====== EXERCISE INPUTS ======

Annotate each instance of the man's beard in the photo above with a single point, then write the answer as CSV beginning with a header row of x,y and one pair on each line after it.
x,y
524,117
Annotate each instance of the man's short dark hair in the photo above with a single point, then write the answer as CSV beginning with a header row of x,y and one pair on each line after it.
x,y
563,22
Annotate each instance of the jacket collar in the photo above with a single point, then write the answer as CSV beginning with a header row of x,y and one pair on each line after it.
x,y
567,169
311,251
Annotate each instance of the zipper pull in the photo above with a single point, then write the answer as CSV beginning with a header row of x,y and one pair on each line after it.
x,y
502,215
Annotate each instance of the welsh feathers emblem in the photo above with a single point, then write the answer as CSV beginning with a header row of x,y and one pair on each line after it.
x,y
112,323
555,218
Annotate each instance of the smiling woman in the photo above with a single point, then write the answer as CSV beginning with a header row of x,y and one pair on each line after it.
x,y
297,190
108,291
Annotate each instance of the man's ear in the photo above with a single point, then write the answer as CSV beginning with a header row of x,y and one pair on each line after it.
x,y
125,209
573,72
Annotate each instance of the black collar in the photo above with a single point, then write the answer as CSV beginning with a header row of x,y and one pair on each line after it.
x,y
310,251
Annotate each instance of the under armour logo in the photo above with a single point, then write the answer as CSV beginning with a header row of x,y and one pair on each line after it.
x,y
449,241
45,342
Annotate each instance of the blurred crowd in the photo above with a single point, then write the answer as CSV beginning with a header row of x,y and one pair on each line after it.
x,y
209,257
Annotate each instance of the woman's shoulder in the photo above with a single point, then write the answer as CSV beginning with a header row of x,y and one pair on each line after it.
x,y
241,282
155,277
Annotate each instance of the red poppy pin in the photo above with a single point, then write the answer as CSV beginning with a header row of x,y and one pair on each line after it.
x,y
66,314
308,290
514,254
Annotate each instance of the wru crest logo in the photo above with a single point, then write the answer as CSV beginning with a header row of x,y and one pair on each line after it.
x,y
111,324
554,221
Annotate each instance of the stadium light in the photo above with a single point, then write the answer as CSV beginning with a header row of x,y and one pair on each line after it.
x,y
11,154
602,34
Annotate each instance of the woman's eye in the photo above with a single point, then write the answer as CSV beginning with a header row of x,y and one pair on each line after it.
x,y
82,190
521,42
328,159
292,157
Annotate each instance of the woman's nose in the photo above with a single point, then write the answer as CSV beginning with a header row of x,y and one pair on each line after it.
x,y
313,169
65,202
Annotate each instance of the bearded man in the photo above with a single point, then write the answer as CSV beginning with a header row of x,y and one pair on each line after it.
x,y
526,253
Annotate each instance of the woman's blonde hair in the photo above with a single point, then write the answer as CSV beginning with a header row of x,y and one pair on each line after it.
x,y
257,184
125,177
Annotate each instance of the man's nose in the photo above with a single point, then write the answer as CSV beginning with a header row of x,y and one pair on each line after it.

======

* **TASK PROMPT**
All of the records must be repeated exactly.

* **RESULT**
Annotate each instance of the man's beard in the photo above with a single point, then write the answer as CSV beginning with a header row of x,y and one pair on each line after it.
x,y
524,117
Annotate each instance of the man's short dark hair in the photo above with a single point, then write the answer as CSV beginning with a header row of x,y and one pair on each line after it.
x,y
563,22
Annotate each instance of the jacket collar in the photo above with a single point, then write the answer as CSV beginning with a header row of x,y and one pair on each line after it.
x,y
567,169
311,251
Annotate each instance of the zipper pull in the photo above with a single point, then write the answer as CSV beginning with a header row of x,y and one pair on each line after it.
x,y
502,215
Annotate each instance of the welsh feathers emblem in the photo above with a single point, then write the answer as CSV beginning with a header row of x,y and one pair on each line after it.
x,y
112,323
555,218
Annotate each instance of the smiling woman in the photo above with a single point, then write the answer as CSV beginning with a header row of x,y and one pair on each line after it.
x,y
297,190
108,291
Annotate each instance of the man's ear in the photo above with a single point, then write the answer as CSV beginning with a header row of x,y and one pair on each line after it.
x,y
125,209
573,72
Annotate each instance of the black collar in the photo above with a single point, then write the answer as CSV beginning with a header row of x,y and one pair on each line after it.
x,y
310,251
Annotate each instance of the under armour logo in the photo above with a single point, then write the answer as CSV beginning with a header row of x,y and one pair on each line after it.
x,y
449,241
45,342
Annotate each instance of the blurred crowd in the photo above with a single point, then write the answer as CSV beginning with a header row of x,y and one pair on each line after it.
x,y
209,257
Annotate each instance of the woman's shoulder in the photo above with a single point, then write the answer as CSV beginning with a header row of x,y and one pair on each line after it.
x,y
241,282
155,277
Annotate each instance of the red poppy pin in the photo above with a single point, then write the answer as CSV beginning with a header row of x,y and one pair on each line after it.
x,y
66,314
308,290
514,254
Annotate each instance of the wru crest logo in the photo above with a single point, then write the answer as CSV beginning with a header row of x,y and one pair on each line after it.
x,y
111,324
554,221
Annotate each instance of the stadium light in the photo above with a single point, then write the answer as CSV beginning with a header row of x,y and one pair on each line after it.
x,y
11,154
602,34
Annotate each instance of the woman's eye in the photo above with a single point, then write the answer as CSV beginning with a header row of x,y and one pair on each line after it.
x,y
82,190
521,42
328,159
292,157
Annotate each instance of the woman's nose in the photo above with a single point, then write the answer as CSV beginning with a header row of x,y and one pair on each line after it.
x,y
313,169
65,202
Annotate each instance of the bearded man in the photo above with a single point, then write the answer as CSV beginning with a header row of x,y and one pair on each line after it.
x,y
526,253
Annotate each instance of the woman's blonde hair in the photo above with a single point, then write the answer as CSV beginning with a header row of x,y and one pair on each line after it.
x,y
257,184
125,177
Annotate each instance of the man's nose in the photo above with a single point, then write the answer as CSV beginning with a header row of x,y and one pair on each line after it.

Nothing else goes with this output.